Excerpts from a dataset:
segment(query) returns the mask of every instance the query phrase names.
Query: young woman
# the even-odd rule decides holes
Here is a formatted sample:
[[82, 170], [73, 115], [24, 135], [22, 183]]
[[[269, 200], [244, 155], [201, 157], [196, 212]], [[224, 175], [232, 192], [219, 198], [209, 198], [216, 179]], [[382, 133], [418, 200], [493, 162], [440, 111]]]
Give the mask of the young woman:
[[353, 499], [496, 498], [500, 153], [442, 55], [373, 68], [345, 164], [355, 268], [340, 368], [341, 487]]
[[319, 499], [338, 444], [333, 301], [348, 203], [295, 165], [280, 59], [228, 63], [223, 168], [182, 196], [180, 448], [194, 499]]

Exercise: The records above need copying. Do it exactly.

Written reply:
segment(query) returns the mask of every instance the query phrase names.
Query: young woman
# the even-odd rule decides holes
Here is a formatted sample:
[[82, 170], [73, 115], [24, 135], [22, 183]]
[[[269, 200], [244, 155], [201, 157], [196, 212]], [[224, 175], [232, 192], [219, 198], [209, 198], [216, 179]], [[382, 133], [418, 200], [493, 162], [440, 111]]]
Give the mask of the young woman:
[[353, 499], [496, 498], [500, 153], [442, 55], [373, 68], [345, 164], [355, 268], [340, 368], [341, 487]]
[[319, 499], [338, 444], [333, 301], [348, 203], [295, 165], [280, 59], [228, 63], [223, 168], [182, 196], [180, 448], [194, 499]]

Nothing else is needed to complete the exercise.